# Start of Given data

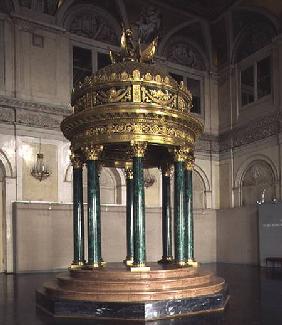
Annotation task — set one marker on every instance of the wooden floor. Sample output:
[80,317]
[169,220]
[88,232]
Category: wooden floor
[256,299]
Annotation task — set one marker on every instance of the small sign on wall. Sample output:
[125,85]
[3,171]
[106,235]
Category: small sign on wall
[270,234]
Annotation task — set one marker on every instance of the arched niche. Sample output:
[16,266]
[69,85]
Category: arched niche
[110,186]
[92,22]
[2,215]
[256,33]
[199,191]
[201,187]
[258,183]
[185,52]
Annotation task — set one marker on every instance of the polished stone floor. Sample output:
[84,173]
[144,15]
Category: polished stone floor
[256,298]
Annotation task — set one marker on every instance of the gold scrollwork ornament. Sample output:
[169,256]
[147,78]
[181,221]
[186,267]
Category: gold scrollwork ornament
[92,152]
[180,154]
[138,148]
[76,161]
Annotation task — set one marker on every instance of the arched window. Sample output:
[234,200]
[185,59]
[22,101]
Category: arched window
[2,215]
[199,193]
[258,183]
[110,186]
[255,69]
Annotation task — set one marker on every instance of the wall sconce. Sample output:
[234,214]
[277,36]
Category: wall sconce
[40,170]
[149,179]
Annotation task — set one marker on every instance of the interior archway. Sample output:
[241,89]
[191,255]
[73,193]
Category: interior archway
[2,217]
[258,183]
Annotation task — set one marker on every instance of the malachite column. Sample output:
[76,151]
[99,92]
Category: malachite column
[179,219]
[139,246]
[189,222]
[129,217]
[94,210]
[78,215]
[166,216]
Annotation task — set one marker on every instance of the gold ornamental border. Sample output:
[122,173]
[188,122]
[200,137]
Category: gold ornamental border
[118,124]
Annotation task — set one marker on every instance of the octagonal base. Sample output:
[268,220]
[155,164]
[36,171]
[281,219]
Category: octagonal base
[116,293]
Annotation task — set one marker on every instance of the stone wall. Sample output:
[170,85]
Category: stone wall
[43,235]
[237,235]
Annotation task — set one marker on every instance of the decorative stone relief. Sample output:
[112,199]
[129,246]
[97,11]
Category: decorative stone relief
[38,107]
[38,120]
[93,26]
[254,131]
[44,6]
[181,51]
[148,24]
[255,37]
[6,115]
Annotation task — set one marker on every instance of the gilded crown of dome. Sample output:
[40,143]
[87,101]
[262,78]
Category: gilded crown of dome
[131,100]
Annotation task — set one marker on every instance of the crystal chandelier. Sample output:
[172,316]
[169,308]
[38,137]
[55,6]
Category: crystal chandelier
[40,170]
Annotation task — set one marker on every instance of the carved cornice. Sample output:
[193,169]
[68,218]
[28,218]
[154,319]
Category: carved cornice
[259,129]
[30,113]
[8,102]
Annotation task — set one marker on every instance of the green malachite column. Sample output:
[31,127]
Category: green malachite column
[129,217]
[189,222]
[139,258]
[179,219]
[78,217]
[94,209]
[166,217]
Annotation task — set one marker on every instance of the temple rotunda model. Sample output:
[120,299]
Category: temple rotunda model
[133,115]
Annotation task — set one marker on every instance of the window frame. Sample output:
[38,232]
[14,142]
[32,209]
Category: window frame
[187,72]
[252,61]
[89,44]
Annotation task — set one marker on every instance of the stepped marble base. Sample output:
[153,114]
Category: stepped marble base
[116,293]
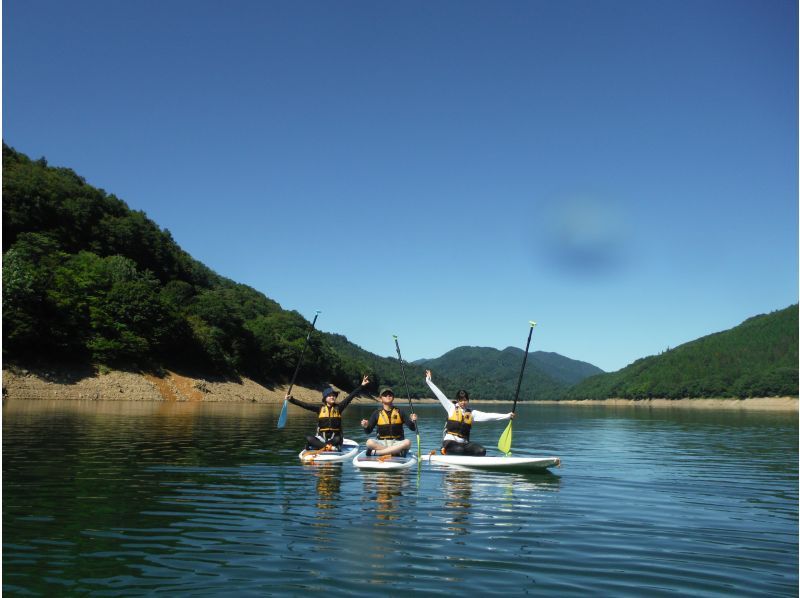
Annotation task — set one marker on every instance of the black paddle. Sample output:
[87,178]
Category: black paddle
[504,444]
[284,410]
[408,392]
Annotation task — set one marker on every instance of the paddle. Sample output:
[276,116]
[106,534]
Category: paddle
[282,416]
[504,444]
[408,392]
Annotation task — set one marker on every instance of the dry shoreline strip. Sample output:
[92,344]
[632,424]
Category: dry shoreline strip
[174,387]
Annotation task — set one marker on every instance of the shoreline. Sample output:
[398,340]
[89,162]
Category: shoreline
[67,385]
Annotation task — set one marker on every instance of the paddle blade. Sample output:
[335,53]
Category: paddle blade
[282,416]
[504,444]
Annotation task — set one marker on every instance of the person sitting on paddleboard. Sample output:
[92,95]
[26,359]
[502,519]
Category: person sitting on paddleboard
[329,417]
[459,422]
[390,420]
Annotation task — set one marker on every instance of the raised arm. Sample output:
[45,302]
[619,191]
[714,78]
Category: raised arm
[483,416]
[446,403]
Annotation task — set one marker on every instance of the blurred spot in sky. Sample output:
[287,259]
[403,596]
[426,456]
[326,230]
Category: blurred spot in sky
[585,237]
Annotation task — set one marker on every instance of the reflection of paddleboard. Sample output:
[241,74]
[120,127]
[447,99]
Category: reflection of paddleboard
[494,463]
[349,448]
[384,463]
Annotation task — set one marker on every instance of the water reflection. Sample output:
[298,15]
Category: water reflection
[458,501]
[382,491]
[329,483]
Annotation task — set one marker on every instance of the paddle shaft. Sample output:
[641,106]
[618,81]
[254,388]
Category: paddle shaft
[522,371]
[303,352]
[408,392]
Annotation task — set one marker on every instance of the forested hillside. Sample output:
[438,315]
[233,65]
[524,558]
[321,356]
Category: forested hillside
[758,358]
[489,373]
[85,278]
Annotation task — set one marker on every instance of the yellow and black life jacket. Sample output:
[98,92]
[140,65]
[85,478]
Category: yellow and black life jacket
[390,425]
[460,423]
[329,420]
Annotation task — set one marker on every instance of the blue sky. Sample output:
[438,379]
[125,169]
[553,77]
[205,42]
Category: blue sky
[622,171]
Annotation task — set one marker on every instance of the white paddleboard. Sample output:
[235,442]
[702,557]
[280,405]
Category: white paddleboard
[385,463]
[349,448]
[518,464]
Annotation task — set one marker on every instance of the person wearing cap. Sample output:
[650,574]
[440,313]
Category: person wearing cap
[389,420]
[329,417]
[459,422]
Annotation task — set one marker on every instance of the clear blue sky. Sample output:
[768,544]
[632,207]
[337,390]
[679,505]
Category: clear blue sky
[623,171]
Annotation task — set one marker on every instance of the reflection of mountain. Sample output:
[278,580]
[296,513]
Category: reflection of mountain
[329,482]
[382,489]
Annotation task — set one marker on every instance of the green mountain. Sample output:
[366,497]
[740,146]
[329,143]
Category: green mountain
[758,358]
[86,279]
[488,373]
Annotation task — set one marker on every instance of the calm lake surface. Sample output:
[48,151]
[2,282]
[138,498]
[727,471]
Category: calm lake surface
[122,498]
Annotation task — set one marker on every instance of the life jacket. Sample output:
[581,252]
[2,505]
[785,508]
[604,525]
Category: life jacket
[329,420]
[390,425]
[460,423]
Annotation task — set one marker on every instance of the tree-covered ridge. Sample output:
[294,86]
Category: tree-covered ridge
[489,373]
[758,358]
[85,278]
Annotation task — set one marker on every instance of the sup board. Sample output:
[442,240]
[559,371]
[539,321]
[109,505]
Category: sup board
[349,448]
[518,464]
[384,463]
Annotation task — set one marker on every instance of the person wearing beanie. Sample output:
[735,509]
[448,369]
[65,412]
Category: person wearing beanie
[329,417]
[459,422]
[389,420]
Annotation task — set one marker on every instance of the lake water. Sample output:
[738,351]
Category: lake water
[123,498]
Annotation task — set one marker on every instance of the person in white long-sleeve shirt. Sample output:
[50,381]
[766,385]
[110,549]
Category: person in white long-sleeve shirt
[459,421]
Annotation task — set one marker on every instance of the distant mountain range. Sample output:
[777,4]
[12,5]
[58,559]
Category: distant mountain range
[88,280]
[491,374]
[757,358]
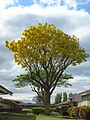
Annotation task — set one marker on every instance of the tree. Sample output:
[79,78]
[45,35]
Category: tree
[44,49]
[64,96]
[58,98]
[37,100]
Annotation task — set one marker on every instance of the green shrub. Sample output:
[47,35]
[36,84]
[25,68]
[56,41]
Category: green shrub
[63,111]
[82,112]
[37,110]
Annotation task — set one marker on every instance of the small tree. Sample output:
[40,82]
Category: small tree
[58,98]
[64,96]
[44,47]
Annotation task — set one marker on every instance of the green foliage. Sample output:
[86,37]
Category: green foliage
[37,110]
[37,100]
[46,52]
[17,116]
[63,111]
[58,98]
[82,112]
[64,96]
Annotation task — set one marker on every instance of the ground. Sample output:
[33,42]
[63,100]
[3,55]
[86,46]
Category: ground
[17,116]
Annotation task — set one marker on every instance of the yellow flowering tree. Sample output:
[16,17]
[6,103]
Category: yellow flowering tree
[48,49]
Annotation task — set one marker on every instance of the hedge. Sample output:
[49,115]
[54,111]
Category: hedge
[82,112]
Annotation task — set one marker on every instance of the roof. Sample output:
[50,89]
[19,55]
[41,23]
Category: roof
[8,101]
[64,103]
[3,90]
[87,92]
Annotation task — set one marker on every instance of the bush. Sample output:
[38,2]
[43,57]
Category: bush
[82,112]
[63,111]
[37,110]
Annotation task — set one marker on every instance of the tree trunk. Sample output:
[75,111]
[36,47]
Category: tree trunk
[47,103]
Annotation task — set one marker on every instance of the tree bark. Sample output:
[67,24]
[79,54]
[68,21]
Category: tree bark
[47,103]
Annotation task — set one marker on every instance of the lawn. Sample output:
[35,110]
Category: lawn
[17,116]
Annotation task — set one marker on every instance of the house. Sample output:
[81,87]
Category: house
[85,98]
[79,99]
[3,90]
[10,105]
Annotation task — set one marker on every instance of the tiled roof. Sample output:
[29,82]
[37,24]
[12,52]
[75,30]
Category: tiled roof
[3,90]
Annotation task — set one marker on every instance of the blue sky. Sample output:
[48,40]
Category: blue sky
[72,16]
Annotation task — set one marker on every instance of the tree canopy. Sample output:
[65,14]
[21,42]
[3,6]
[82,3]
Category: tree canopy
[44,49]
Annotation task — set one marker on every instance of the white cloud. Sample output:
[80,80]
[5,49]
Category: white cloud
[71,3]
[6,3]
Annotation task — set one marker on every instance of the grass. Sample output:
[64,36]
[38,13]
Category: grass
[17,116]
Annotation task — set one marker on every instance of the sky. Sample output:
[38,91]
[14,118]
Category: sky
[71,16]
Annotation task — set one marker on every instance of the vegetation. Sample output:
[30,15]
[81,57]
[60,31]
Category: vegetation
[64,96]
[82,112]
[46,52]
[17,116]
[58,98]
[37,110]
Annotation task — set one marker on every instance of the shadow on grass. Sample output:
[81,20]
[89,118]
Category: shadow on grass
[17,116]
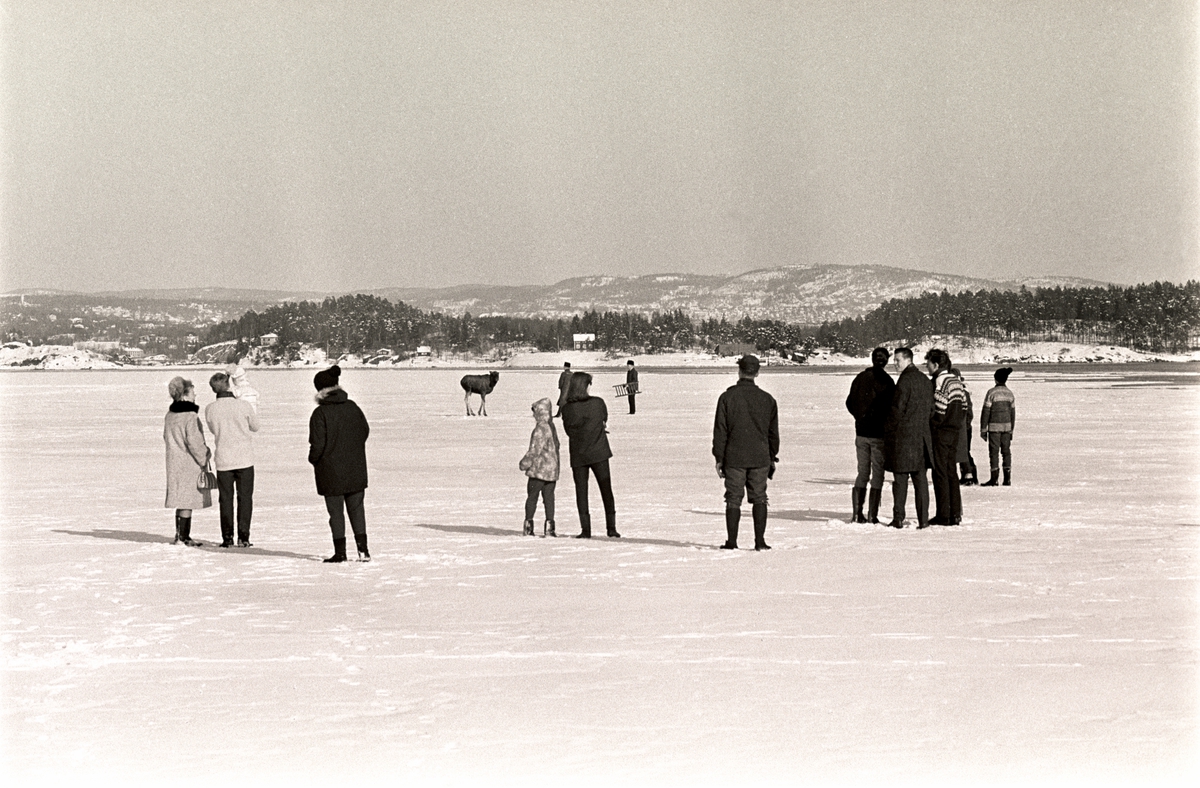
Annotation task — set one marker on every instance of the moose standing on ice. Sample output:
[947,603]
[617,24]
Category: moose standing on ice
[481,385]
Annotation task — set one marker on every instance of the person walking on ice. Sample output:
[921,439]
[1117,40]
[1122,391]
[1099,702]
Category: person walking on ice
[586,421]
[745,444]
[869,401]
[631,386]
[232,422]
[996,423]
[186,456]
[337,452]
[907,444]
[540,464]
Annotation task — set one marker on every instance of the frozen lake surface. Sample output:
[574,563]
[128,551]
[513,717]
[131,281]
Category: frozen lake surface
[1053,635]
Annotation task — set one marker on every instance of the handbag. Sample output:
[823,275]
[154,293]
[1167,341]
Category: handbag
[208,480]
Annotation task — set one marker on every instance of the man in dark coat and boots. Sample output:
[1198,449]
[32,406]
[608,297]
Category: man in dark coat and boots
[869,402]
[631,385]
[745,444]
[907,445]
[564,382]
[337,439]
[946,428]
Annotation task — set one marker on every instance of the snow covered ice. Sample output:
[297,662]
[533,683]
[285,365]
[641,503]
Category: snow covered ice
[1051,635]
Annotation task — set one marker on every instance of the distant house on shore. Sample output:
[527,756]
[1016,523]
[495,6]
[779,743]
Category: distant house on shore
[97,346]
[736,349]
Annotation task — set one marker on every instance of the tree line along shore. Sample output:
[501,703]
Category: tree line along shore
[1158,318]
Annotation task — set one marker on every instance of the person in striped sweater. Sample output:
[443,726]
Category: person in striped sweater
[946,423]
[996,423]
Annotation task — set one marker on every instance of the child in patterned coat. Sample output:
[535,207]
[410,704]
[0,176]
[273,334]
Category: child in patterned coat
[540,464]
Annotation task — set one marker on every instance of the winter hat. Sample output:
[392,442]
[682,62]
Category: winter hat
[327,378]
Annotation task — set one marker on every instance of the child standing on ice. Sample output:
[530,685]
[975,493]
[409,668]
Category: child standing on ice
[241,389]
[540,464]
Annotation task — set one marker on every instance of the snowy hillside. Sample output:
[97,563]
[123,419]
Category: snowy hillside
[793,294]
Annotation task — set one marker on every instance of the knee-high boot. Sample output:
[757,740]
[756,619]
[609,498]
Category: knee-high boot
[857,497]
[760,527]
[732,517]
[873,506]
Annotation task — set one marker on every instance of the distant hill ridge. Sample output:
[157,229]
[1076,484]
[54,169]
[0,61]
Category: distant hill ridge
[809,294]
[793,294]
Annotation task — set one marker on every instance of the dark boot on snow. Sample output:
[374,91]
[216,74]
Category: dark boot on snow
[732,517]
[339,555]
[873,506]
[857,497]
[760,527]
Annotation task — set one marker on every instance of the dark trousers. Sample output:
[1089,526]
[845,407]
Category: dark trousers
[604,479]
[546,489]
[353,505]
[947,494]
[243,480]
[900,494]
[749,481]
[999,446]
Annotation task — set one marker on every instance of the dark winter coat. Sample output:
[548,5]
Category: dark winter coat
[965,435]
[870,399]
[745,431]
[585,423]
[907,444]
[337,441]
[186,455]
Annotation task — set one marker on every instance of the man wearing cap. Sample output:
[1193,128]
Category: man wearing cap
[907,444]
[869,401]
[564,382]
[745,444]
[631,385]
[337,438]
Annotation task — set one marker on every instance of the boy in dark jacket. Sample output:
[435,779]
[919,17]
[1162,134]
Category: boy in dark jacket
[745,444]
[869,401]
[996,423]
[337,439]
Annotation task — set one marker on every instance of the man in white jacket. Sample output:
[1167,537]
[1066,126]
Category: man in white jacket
[232,421]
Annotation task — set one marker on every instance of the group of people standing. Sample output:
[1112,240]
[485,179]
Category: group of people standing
[905,426]
[915,423]
[337,435]
[745,445]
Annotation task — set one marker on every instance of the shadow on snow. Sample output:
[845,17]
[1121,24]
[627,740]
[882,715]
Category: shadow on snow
[150,539]
[502,531]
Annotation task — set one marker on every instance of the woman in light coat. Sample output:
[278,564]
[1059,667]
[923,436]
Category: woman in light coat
[186,456]
[540,464]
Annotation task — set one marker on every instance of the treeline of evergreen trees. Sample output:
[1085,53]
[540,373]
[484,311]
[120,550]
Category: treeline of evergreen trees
[1159,317]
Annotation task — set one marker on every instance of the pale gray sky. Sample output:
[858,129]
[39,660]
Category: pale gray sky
[333,146]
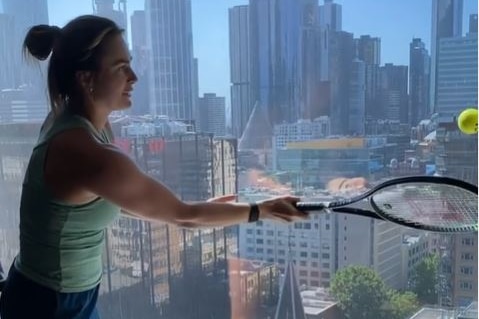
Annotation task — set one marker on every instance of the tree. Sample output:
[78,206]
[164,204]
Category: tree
[424,280]
[401,305]
[360,292]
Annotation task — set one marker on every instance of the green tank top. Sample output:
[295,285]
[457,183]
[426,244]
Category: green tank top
[61,244]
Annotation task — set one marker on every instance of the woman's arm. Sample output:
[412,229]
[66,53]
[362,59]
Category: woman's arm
[107,172]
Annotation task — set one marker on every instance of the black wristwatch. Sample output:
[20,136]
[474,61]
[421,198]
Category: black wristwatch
[253,213]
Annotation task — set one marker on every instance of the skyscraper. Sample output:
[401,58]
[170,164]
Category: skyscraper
[25,15]
[368,49]
[140,54]
[473,23]
[456,74]
[7,55]
[241,105]
[330,16]
[212,114]
[105,8]
[340,57]
[330,20]
[393,92]
[357,98]
[170,39]
[280,60]
[418,81]
[446,23]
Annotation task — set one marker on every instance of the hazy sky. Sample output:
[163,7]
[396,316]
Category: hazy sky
[396,22]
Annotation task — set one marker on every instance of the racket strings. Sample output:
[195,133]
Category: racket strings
[442,206]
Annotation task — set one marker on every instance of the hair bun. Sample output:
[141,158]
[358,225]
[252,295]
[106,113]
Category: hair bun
[40,40]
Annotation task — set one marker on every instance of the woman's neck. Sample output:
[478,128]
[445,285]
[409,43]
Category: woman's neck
[93,114]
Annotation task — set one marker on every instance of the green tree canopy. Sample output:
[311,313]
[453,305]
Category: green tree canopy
[360,292]
[424,280]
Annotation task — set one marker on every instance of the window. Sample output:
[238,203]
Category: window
[466,285]
[467,256]
[262,98]
[467,270]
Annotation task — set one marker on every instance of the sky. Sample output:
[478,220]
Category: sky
[396,22]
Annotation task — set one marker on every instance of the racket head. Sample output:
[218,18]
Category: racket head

# End of Given data

Begin with the line that contains "of the hazy" and end with the last line of the records; set down every line in that span exactly, and nothing else.

**Exercise result**
Annotation task — set one marker on every instance of the hazy sky. Sample output:
[163,7]
[396,316]
Category: hazy sky
[396,22]
Annotation task — set one marker on every instance of the racket strings. Sample output:
[195,133]
Category: racket strings
[442,206]
Annotation task — set one marker on every instance of the hair bun. Sample output:
[141,158]
[358,225]
[252,295]
[106,113]
Category: hair bun
[40,40]
Annotation task — set one marker on every instance of the woman's neck. Sample output:
[478,128]
[445,285]
[409,43]
Category: woman's neck
[93,114]
Annotation task — set one marker on every instance of the green tree canopy. Sample output:
[311,313]
[453,305]
Category: green tree canopy
[360,292]
[424,280]
Annotation task — set one marker on every instance of the window. Sample output:
[238,203]
Category: window
[466,285]
[467,256]
[262,98]
[467,270]
Annotation task — set one marker on every instance of the sky. Sample output:
[478,220]
Category: sky
[396,22]
Annotation task — set one marker on every instance of the racket head. Sample output:
[218,18]
Category: racket head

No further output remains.